SHORT EXERCISE>
Convert each line of the rows below into a JSON list of strings, one string per line, and omit blank lines.

Records from a dataset:
[Begin]
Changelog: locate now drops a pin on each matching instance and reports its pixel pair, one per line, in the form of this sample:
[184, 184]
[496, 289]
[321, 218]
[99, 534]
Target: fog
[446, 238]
[End]
ANSWER BELOW>
[
  "Changelog: locate now drops a pin on each matching instance and reports its pixel pair, one per line, in the form of this sample:",
  "[184, 184]",
  "[496, 289]",
  "[321, 218]",
  "[99, 534]",
  "Target: fog",
  "[446, 238]"
]